═════ Input records
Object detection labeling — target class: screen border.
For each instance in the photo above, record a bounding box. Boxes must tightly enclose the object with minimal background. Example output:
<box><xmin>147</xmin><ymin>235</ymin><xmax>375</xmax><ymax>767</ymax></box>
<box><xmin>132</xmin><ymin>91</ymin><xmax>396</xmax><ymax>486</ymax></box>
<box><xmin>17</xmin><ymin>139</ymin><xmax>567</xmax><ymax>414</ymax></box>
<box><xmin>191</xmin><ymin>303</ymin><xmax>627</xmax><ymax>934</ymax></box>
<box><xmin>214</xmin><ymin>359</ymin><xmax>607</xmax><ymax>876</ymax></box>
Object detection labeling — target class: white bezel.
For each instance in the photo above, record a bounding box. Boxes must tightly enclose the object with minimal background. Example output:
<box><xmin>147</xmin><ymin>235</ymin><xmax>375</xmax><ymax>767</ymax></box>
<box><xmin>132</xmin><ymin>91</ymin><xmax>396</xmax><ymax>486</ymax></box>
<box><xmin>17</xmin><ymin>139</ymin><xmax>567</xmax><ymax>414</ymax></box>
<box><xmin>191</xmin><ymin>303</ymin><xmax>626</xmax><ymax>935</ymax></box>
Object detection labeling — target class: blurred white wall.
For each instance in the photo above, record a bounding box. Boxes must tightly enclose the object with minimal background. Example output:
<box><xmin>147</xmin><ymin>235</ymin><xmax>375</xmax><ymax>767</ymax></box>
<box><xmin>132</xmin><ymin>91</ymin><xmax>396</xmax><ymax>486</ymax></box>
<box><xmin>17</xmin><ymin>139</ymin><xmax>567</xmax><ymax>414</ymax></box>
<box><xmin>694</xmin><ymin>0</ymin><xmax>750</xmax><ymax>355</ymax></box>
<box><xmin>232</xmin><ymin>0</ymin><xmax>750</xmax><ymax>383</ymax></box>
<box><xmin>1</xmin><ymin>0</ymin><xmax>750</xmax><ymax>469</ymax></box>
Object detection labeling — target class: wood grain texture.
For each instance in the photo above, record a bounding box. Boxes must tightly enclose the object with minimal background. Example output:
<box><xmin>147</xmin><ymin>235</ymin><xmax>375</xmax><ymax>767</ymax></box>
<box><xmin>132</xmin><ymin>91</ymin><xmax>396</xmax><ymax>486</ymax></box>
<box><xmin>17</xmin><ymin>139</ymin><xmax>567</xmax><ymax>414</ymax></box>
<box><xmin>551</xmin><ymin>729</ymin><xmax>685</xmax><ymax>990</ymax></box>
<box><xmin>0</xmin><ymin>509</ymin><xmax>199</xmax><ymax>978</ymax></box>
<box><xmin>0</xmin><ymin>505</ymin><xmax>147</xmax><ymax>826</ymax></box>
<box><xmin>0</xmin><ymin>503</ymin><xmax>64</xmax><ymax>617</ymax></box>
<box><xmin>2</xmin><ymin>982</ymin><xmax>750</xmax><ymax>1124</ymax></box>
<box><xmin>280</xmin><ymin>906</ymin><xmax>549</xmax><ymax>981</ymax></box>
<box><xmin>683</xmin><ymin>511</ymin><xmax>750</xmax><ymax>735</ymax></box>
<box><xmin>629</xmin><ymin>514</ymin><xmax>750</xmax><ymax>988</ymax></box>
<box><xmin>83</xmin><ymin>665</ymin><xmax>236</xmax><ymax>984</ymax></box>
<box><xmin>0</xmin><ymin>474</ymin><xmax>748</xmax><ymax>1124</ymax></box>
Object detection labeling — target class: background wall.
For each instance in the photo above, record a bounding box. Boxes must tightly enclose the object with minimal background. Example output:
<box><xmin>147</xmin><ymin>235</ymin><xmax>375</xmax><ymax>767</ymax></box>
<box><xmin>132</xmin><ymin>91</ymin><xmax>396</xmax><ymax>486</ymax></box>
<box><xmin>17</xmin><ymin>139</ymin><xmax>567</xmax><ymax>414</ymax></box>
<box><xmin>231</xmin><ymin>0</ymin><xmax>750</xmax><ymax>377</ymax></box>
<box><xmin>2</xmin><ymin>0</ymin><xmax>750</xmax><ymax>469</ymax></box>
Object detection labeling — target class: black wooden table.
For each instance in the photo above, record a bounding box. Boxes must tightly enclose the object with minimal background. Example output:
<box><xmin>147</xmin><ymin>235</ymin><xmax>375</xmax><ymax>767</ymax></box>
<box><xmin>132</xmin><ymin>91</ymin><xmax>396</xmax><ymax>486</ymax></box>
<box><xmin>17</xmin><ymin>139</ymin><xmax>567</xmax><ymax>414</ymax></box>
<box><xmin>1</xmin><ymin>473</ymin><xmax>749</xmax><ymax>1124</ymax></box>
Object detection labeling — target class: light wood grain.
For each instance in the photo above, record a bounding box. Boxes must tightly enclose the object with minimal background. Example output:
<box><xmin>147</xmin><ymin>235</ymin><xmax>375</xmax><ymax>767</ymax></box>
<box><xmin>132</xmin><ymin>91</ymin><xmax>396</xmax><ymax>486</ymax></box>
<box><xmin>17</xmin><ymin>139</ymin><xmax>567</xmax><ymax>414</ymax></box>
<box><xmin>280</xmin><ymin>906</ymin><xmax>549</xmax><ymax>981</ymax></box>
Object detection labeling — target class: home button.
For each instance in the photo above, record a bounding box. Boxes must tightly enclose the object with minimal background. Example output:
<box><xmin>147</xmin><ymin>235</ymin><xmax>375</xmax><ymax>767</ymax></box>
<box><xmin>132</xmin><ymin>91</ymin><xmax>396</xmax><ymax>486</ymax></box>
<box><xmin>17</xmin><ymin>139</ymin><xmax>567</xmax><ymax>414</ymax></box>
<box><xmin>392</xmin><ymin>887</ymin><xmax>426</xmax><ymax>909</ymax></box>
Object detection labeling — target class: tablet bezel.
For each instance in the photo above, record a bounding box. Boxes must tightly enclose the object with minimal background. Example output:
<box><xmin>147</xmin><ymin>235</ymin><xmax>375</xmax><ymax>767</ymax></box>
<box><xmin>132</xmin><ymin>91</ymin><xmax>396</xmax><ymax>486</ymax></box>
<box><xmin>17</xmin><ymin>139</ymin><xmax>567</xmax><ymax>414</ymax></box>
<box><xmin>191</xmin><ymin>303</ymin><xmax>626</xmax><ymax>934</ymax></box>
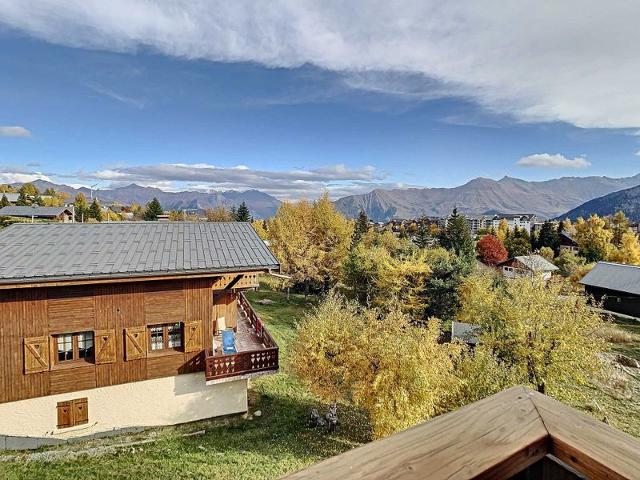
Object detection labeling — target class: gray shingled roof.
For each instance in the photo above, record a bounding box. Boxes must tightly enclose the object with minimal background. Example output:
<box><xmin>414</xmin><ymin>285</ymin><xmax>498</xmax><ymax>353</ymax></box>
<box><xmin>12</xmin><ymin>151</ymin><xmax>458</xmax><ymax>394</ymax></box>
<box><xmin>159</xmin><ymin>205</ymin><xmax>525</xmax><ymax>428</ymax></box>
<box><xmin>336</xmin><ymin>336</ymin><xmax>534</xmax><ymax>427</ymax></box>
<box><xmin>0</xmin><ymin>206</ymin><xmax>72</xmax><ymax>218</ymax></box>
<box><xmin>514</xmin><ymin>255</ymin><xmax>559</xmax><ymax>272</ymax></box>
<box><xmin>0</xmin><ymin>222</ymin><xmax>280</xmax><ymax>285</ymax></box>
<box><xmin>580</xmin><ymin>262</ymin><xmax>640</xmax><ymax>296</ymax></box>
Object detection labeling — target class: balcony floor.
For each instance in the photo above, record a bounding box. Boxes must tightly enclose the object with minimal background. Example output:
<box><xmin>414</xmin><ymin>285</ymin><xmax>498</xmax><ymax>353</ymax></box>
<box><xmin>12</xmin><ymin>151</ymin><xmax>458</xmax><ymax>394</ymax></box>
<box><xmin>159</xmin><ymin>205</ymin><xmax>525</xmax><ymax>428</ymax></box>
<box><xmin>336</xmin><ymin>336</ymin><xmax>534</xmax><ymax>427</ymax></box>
══════════
### Activity
Copy out each line of the entries that holds "wall".

### Answer area
Object detection labeling — target class: blurred white wall.
Object detection labeling — target class: background wall.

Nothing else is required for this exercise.